_What you need to do_: Could you copy the material from the line containing "Target: orange banner" down to the line containing "x=920, y=341", both included, raising every answer coordinate by 101? Leave out the pictures.

_Rows_:

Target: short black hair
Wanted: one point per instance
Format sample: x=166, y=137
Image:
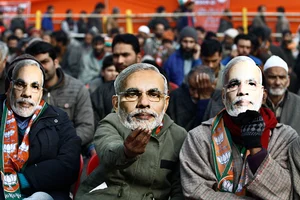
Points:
x=107, y=62
x=99, y=6
x=127, y=38
x=241, y=37
x=12, y=37
x=50, y=7
x=200, y=28
x=285, y=32
x=97, y=38
x=210, y=35
x=160, y=9
x=210, y=47
x=41, y=47
x=60, y=36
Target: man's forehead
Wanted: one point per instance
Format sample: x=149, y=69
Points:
x=122, y=48
x=30, y=74
x=244, y=71
x=144, y=79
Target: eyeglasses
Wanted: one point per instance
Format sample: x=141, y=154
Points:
x=235, y=84
x=21, y=85
x=134, y=95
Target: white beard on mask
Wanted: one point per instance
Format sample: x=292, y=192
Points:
x=234, y=111
x=132, y=123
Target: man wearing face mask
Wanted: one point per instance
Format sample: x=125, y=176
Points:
x=139, y=145
x=242, y=152
x=184, y=59
x=91, y=63
x=40, y=151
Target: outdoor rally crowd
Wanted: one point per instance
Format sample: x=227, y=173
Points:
x=169, y=113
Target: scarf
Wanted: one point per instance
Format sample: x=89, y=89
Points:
x=223, y=129
x=14, y=156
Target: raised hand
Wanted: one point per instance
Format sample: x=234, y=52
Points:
x=135, y=144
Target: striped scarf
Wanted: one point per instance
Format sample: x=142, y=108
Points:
x=14, y=156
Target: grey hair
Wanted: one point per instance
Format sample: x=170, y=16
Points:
x=237, y=60
x=200, y=69
x=25, y=63
x=3, y=51
x=119, y=82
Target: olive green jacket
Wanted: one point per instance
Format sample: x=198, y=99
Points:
x=154, y=174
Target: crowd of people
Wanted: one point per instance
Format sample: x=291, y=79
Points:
x=171, y=112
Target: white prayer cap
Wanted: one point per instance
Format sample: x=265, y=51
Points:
x=232, y=32
x=275, y=61
x=144, y=29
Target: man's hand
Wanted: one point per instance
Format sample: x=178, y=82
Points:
x=196, y=54
x=205, y=86
x=135, y=144
x=252, y=127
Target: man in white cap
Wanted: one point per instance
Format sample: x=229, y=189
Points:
x=280, y=100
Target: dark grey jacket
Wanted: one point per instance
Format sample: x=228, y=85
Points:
x=71, y=95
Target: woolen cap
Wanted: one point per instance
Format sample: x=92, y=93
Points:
x=188, y=32
x=276, y=61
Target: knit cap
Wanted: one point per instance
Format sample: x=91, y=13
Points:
x=188, y=32
x=275, y=61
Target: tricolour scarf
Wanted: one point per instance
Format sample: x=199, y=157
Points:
x=14, y=156
x=223, y=129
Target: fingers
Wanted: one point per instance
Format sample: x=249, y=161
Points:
x=137, y=141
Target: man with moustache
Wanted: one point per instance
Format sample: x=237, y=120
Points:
x=242, y=152
x=40, y=149
x=138, y=146
x=91, y=63
x=184, y=59
x=65, y=92
x=281, y=101
x=126, y=51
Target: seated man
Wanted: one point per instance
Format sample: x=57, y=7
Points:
x=242, y=152
x=139, y=145
x=40, y=151
x=281, y=101
x=191, y=104
x=294, y=154
x=65, y=92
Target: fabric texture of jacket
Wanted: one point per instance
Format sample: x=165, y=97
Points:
x=101, y=100
x=90, y=67
x=70, y=62
x=152, y=175
x=184, y=111
x=54, y=154
x=272, y=179
x=70, y=95
x=290, y=111
x=174, y=67
x=294, y=155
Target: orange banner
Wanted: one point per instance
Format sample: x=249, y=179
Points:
x=210, y=22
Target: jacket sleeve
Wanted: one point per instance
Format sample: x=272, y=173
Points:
x=294, y=155
x=274, y=169
x=84, y=118
x=197, y=174
x=110, y=146
x=61, y=172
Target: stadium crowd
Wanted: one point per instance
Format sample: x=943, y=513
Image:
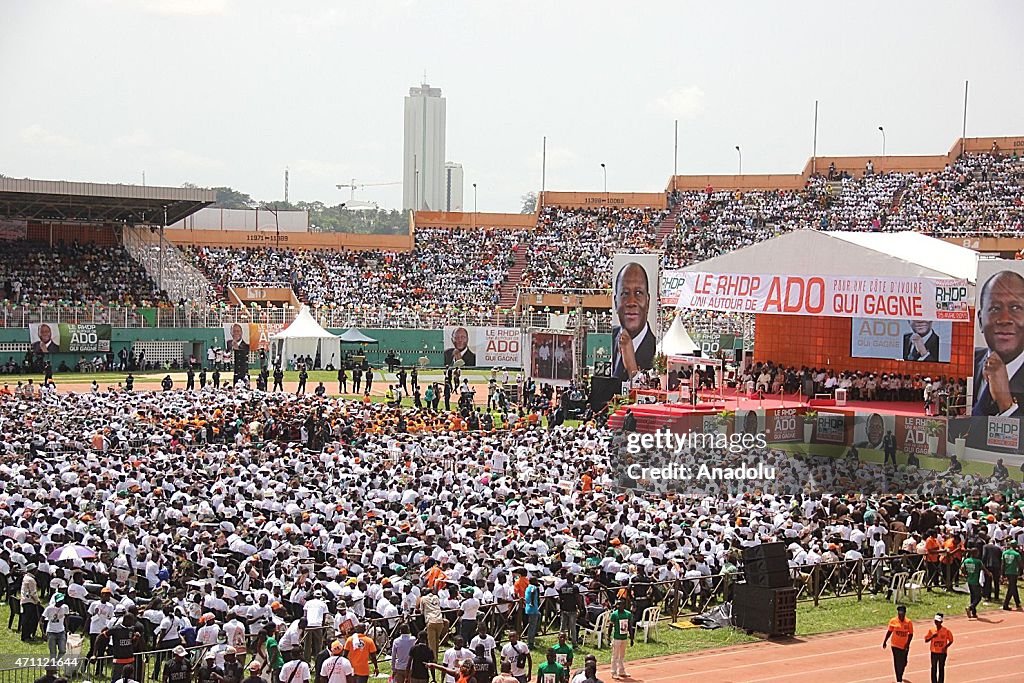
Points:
x=74, y=274
x=448, y=270
x=265, y=524
x=572, y=248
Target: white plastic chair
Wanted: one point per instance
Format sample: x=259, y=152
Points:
x=600, y=627
x=649, y=622
x=898, y=587
x=914, y=585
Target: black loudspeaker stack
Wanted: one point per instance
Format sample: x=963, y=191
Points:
x=766, y=602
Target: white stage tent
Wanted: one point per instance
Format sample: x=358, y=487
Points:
x=305, y=337
x=809, y=252
x=677, y=341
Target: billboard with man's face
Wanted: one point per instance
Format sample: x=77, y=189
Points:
x=998, y=340
x=482, y=347
x=634, y=313
x=920, y=341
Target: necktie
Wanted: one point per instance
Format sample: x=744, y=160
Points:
x=983, y=406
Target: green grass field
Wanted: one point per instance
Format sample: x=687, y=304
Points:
x=833, y=615
x=872, y=456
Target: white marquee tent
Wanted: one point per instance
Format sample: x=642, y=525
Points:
x=677, y=341
x=305, y=337
x=812, y=252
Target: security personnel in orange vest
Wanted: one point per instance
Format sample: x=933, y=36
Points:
x=939, y=639
x=901, y=632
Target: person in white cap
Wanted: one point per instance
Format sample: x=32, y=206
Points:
x=939, y=640
x=178, y=670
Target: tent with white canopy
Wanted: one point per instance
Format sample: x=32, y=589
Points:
x=677, y=341
x=305, y=337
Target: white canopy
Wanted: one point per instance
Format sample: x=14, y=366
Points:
x=810, y=252
x=305, y=337
x=677, y=341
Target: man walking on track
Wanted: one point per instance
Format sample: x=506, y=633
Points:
x=622, y=628
x=901, y=632
x=939, y=638
x=973, y=568
x=1012, y=570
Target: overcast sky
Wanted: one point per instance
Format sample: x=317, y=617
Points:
x=230, y=92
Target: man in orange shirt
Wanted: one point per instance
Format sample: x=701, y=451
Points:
x=359, y=649
x=901, y=632
x=933, y=547
x=939, y=639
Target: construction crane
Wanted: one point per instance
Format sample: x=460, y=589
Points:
x=352, y=204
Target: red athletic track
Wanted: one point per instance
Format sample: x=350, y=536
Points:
x=990, y=649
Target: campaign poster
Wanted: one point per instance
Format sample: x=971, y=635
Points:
x=997, y=386
x=918, y=341
x=783, y=424
x=912, y=435
x=243, y=337
x=830, y=428
x=551, y=357
x=634, y=313
x=482, y=347
x=69, y=338
x=869, y=429
x=836, y=296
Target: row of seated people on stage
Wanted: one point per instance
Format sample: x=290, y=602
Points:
x=769, y=378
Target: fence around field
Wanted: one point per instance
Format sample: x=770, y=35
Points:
x=192, y=316
x=681, y=598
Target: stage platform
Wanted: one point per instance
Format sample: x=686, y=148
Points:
x=657, y=416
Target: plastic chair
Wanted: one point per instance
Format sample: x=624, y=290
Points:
x=897, y=587
x=649, y=622
x=914, y=585
x=600, y=627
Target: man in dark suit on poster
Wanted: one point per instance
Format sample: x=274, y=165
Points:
x=998, y=380
x=922, y=343
x=633, y=342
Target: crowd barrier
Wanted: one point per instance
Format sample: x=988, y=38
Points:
x=192, y=316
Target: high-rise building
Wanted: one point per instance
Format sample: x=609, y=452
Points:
x=423, y=170
x=453, y=186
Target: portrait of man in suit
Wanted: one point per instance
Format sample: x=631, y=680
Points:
x=238, y=342
x=633, y=342
x=460, y=349
x=998, y=381
x=921, y=343
x=45, y=343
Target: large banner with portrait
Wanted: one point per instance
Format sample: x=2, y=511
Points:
x=634, y=313
x=483, y=347
x=243, y=337
x=925, y=341
x=998, y=340
x=837, y=296
x=551, y=357
x=69, y=338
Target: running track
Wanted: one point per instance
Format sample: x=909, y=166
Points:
x=990, y=648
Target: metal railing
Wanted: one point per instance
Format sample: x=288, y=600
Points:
x=199, y=316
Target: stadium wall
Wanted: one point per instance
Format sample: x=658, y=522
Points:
x=619, y=200
x=460, y=220
x=824, y=342
x=854, y=165
x=408, y=344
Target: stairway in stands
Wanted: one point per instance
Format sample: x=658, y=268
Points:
x=509, y=291
x=668, y=224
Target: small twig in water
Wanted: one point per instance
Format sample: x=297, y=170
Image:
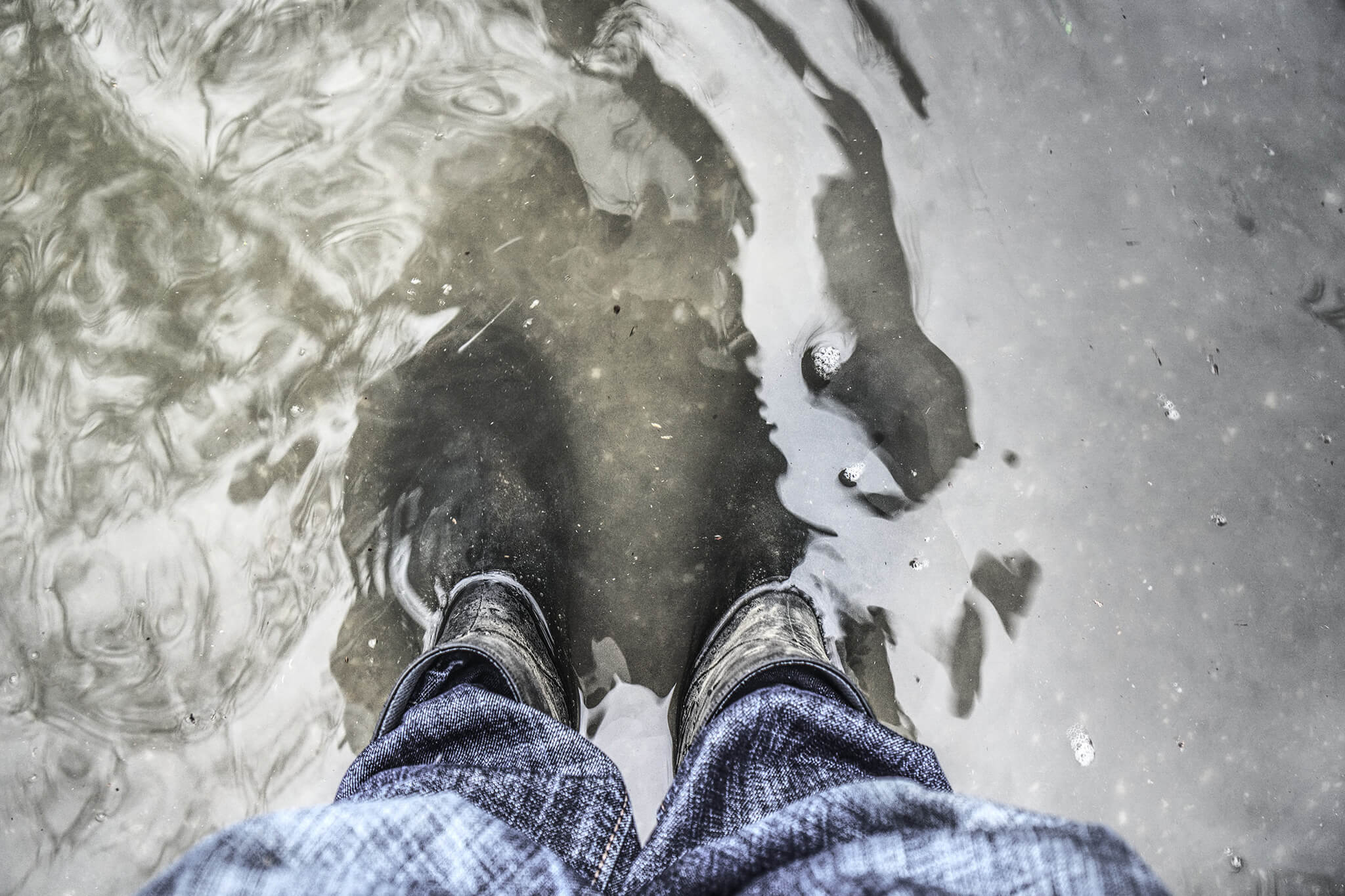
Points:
x=460, y=349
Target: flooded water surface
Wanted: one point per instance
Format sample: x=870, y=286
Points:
x=1013, y=331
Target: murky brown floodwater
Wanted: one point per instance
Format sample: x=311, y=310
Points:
x=283, y=281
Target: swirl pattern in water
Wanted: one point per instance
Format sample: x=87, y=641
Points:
x=221, y=223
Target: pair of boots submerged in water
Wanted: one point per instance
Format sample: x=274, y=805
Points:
x=482, y=440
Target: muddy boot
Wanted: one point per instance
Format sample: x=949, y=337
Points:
x=495, y=629
x=459, y=511
x=771, y=636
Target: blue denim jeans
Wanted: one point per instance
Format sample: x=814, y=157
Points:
x=785, y=792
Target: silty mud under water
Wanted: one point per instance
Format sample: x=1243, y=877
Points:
x=242, y=245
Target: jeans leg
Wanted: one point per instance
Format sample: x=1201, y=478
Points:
x=470, y=793
x=527, y=770
x=789, y=790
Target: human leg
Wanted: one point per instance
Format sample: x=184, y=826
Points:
x=790, y=785
x=467, y=788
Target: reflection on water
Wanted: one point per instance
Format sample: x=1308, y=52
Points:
x=227, y=227
x=287, y=285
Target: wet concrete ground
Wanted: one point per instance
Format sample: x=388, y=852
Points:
x=1118, y=598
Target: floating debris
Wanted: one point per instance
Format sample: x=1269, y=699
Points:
x=1082, y=744
x=850, y=475
x=1169, y=408
x=822, y=363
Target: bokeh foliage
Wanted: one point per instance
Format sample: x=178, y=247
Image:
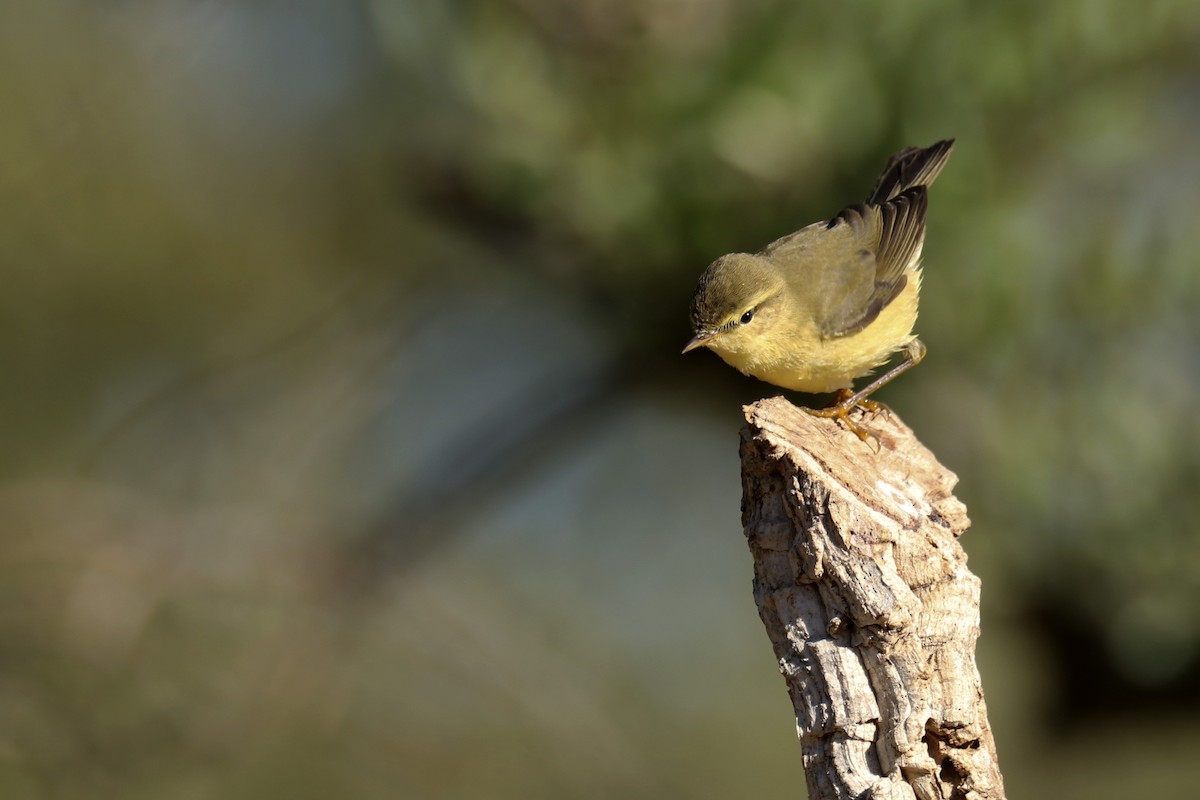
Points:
x=346, y=449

_Response to this task_:
Target: orange banner
Wanted: one point per instance
Format sample: x=249, y=179
Points:
x=311, y=123
Target: jacket sleeve
Wanted: one point per instance
Format sample: x=272, y=173
Points:
x=395, y=256
x=375, y=270
x=185, y=219
x=298, y=275
x=211, y=247
x=162, y=273
Target: stadium crowd
Wanted: one point per instance
Format sample: x=943, y=513
Image:
Points:
x=175, y=375
x=549, y=371
x=366, y=625
x=673, y=349
Target: white plastic chair
Wanted: one point per instance
Format sample: x=259, y=152
Points:
x=701, y=728
x=750, y=723
x=999, y=688
x=1015, y=686
Target: black loudspeaker stack
Wanted: one point per instance
Format sample: x=963, y=191
Points:
x=867, y=703
Target: white stage tent
Wanted: one point per instance
Format sample: x=358, y=487
Points:
x=406, y=438
x=910, y=353
x=778, y=442
Target: billboard with man's face
Wanted: one point per instance
Format sample: x=77, y=189
Points:
x=1099, y=441
x=583, y=448
x=735, y=414
x=1021, y=442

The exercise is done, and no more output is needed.